▶ DATASET EXCERPTS:
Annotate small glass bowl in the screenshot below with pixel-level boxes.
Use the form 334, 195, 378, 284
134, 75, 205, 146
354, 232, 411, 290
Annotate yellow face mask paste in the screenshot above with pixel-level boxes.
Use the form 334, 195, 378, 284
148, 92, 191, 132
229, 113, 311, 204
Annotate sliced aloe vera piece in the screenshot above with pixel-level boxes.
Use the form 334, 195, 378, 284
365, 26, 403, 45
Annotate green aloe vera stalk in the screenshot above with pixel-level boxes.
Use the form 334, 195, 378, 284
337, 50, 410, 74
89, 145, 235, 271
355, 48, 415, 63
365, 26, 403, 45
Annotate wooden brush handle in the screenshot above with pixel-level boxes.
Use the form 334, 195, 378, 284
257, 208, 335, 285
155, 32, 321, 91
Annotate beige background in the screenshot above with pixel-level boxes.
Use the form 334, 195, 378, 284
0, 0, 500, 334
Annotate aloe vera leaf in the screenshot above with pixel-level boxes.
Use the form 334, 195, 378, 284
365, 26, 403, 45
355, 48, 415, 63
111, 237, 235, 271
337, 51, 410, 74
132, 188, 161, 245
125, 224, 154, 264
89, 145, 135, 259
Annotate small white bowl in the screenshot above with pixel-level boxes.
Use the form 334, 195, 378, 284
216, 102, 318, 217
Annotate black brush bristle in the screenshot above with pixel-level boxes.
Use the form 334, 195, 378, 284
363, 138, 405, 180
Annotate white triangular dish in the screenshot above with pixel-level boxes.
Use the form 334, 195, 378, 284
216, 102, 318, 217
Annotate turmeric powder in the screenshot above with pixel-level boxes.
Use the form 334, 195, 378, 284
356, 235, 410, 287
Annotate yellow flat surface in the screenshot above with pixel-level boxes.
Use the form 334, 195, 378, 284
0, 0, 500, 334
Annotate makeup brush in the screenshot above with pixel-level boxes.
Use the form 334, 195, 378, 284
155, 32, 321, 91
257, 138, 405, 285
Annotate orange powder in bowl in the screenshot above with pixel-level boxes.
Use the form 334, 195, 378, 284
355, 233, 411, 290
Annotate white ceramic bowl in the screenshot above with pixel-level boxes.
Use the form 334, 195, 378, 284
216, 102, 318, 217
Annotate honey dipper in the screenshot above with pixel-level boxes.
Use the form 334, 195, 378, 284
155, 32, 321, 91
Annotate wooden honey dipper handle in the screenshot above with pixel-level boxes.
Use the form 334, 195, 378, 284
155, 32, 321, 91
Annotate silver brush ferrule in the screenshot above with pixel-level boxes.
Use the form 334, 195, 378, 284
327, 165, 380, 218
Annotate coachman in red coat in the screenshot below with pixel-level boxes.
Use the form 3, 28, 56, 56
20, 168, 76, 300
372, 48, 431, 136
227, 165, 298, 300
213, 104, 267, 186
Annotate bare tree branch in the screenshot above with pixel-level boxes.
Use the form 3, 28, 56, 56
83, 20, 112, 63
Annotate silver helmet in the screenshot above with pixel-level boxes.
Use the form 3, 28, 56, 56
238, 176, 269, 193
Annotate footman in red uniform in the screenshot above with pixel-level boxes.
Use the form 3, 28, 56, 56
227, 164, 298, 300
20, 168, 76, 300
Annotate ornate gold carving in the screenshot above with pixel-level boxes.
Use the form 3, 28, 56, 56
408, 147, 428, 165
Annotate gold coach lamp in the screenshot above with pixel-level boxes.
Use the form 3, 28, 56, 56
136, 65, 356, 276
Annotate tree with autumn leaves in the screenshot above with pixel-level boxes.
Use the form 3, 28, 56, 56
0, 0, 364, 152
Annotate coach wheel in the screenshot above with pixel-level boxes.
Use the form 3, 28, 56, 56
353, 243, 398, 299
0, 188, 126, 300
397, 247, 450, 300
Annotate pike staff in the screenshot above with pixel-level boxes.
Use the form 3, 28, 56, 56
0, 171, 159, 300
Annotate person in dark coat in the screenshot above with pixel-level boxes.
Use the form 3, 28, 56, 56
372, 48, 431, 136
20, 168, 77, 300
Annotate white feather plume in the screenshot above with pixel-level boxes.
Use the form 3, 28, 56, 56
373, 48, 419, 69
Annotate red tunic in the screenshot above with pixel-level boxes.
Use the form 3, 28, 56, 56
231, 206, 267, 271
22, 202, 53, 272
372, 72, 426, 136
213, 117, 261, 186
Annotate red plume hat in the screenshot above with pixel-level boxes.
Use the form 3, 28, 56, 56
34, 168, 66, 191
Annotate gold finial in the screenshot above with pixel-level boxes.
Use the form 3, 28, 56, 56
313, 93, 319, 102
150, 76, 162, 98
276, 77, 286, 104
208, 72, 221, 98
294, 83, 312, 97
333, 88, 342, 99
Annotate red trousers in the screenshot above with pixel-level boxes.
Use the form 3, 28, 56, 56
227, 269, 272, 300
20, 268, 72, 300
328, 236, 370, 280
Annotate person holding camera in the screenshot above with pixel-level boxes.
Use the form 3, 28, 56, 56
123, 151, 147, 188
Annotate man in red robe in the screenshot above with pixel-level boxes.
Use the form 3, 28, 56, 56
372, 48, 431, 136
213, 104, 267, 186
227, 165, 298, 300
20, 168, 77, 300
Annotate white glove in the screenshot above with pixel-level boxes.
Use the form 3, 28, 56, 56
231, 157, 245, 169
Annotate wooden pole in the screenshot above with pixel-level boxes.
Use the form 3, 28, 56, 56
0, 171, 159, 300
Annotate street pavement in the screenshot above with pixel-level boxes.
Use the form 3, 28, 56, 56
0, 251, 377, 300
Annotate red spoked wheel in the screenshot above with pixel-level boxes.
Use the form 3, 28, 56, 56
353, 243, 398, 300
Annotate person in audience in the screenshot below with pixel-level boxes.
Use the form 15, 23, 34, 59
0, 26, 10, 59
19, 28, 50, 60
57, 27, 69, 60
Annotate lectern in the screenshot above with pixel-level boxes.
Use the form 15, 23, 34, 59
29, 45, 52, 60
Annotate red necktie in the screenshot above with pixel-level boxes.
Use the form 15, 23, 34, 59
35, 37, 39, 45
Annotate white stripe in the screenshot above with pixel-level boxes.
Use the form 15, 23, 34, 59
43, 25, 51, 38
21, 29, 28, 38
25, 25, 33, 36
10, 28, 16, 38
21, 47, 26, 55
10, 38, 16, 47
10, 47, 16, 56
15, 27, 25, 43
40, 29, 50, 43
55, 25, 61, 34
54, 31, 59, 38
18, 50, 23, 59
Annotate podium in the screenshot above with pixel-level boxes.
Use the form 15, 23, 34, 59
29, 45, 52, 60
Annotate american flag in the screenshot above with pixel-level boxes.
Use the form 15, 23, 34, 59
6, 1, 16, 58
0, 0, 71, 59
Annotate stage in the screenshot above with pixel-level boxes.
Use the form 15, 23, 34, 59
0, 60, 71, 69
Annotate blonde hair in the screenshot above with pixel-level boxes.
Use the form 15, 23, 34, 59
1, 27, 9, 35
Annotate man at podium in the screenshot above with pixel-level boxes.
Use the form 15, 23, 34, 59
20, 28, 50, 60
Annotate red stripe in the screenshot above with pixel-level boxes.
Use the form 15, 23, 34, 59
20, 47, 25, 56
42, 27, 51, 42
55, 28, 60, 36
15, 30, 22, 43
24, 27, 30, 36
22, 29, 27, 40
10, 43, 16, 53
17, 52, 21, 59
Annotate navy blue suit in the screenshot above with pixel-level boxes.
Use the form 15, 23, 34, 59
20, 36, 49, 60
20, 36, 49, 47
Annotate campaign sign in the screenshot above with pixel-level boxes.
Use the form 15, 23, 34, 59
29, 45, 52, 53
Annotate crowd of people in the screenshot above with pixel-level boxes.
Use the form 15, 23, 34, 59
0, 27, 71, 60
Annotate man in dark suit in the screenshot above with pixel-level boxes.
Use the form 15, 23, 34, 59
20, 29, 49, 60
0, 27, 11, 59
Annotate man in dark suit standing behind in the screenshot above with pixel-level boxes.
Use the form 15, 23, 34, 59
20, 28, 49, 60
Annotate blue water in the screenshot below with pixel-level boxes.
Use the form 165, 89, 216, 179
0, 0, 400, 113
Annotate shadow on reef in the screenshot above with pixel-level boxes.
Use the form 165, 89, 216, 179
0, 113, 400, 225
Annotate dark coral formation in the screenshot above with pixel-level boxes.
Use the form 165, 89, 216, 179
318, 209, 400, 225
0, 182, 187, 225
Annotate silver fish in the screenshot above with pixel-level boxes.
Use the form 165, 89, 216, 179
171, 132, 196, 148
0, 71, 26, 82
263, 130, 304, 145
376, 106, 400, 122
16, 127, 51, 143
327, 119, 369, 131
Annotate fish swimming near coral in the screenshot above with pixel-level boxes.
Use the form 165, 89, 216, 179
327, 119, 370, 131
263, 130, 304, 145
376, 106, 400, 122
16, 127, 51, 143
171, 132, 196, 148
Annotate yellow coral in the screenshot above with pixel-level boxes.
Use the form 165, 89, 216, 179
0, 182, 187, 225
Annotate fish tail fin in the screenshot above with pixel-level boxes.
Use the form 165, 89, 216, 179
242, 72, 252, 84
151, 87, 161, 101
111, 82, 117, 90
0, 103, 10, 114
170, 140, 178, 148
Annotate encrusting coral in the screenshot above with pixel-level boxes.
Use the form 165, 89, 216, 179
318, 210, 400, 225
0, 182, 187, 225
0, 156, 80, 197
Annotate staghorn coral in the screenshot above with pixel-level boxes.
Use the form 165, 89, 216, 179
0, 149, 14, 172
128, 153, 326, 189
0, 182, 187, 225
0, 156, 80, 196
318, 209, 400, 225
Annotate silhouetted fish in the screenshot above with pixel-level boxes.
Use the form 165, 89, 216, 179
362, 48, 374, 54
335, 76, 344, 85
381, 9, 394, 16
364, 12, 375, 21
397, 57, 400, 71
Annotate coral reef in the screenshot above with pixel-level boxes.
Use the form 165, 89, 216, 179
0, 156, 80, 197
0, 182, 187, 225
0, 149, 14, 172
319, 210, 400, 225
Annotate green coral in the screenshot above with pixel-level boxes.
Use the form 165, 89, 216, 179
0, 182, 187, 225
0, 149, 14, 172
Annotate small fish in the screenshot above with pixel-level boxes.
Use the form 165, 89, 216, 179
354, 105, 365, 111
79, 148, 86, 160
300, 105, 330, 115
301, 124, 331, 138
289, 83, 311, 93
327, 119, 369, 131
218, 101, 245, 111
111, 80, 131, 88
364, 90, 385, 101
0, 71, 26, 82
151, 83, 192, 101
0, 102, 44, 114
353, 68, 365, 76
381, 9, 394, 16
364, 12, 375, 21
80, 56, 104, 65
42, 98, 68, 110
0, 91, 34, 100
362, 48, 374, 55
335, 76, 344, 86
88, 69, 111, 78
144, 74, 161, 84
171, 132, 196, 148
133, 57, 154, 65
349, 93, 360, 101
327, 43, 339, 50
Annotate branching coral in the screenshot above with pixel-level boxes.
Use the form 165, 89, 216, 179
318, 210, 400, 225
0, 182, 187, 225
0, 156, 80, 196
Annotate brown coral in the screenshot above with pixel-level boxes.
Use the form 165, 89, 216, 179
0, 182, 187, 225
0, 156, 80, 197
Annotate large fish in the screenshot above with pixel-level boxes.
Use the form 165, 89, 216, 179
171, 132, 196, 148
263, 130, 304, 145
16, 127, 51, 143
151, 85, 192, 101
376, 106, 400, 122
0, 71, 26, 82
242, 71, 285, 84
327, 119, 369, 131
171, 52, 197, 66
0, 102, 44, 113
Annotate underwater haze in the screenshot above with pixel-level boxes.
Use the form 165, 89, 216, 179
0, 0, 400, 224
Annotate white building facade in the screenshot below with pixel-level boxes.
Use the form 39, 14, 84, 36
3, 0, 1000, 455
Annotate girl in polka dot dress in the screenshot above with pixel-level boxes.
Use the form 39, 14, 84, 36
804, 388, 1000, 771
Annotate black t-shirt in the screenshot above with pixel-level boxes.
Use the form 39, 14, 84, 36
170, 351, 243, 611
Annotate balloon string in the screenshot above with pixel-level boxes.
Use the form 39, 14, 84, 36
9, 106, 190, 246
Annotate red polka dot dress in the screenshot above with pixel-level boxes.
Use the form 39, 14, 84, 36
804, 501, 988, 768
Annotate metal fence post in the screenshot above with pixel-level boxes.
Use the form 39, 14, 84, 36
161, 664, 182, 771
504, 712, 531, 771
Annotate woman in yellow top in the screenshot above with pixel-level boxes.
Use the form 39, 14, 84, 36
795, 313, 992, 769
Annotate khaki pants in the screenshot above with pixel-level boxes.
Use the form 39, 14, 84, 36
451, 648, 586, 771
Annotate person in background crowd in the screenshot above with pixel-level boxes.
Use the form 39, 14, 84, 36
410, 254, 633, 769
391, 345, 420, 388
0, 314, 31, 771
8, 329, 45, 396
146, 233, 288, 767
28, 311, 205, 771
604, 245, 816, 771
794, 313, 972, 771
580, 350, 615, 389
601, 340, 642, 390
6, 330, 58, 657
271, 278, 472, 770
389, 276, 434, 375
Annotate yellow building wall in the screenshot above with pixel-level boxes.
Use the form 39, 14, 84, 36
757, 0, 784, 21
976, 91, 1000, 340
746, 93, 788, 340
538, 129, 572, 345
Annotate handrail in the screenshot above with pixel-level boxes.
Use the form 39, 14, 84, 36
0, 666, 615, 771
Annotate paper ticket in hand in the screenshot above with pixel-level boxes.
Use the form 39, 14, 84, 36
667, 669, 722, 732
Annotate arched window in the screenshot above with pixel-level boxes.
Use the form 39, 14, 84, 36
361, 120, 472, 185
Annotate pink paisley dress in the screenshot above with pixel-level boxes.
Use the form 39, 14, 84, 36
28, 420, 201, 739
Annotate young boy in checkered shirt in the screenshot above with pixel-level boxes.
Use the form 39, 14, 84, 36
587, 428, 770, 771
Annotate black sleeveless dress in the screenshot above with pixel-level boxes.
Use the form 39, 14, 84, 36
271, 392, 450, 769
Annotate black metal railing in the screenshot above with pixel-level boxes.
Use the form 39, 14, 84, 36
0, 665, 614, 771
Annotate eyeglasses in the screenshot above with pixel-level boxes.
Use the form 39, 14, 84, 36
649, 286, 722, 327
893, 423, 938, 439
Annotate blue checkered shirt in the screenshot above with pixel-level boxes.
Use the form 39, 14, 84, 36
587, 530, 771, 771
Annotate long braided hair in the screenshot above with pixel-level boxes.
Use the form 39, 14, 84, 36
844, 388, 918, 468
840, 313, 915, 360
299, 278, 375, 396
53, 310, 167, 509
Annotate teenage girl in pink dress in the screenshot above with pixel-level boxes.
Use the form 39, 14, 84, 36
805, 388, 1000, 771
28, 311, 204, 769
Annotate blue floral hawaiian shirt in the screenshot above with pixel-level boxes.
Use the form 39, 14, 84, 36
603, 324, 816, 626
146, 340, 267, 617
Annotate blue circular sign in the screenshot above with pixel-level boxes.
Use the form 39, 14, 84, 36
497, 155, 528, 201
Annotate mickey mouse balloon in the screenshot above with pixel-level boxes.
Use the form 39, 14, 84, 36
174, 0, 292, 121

▶ DIRECTIVE: Starting at the line that contains "Annotate paper ticket" and ending at the line that contains "587, 530, 771, 771", arrange those lines of the entries above as a numbered list, including both end lines and omitting any blank lines.

▶ EXERCISE SOLUTION:
1. Annotate paper ticket in hand in the screenshot above with pixel-level boxes.
2. Use the form 39, 14, 84, 36
3. 667, 669, 722, 732
4. Annotate arched window in the screenshot above with pixel-level boxes.
5. Use the form 39, 14, 84, 36
6. 361, 120, 472, 185
7. Annotate pink paisley dress in the screenshot above with pixel-level boxes.
8. Use the form 39, 14, 84, 36
9. 28, 420, 201, 739
10. Annotate young boy in checkered shirt in the screenshot above with pixel-level boxes.
11. Use the form 39, 14, 84, 36
12. 587, 428, 770, 771
13. Annotate black sleeveless dress in the screenshot above with pixel-level boxes.
14. Use the form 39, 14, 84, 36
15. 271, 392, 450, 769
16. Annotate black metal railing in the screenshot above with pixel-level boxes.
17. Use the form 39, 14, 84, 36
18. 0, 665, 614, 771
19. Annotate eyeglasses in the screenshot above with pixel-level boxes.
20. Use the form 39, 14, 84, 36
21. 649, 286, 722, 327
22. 893, 423, 938, 439
23. Annotate blue checkered shirt in the screenshot above with pixel-level boxes.
24. Use the form 39, 14, 84, 36
25. 587, 530, 771, 771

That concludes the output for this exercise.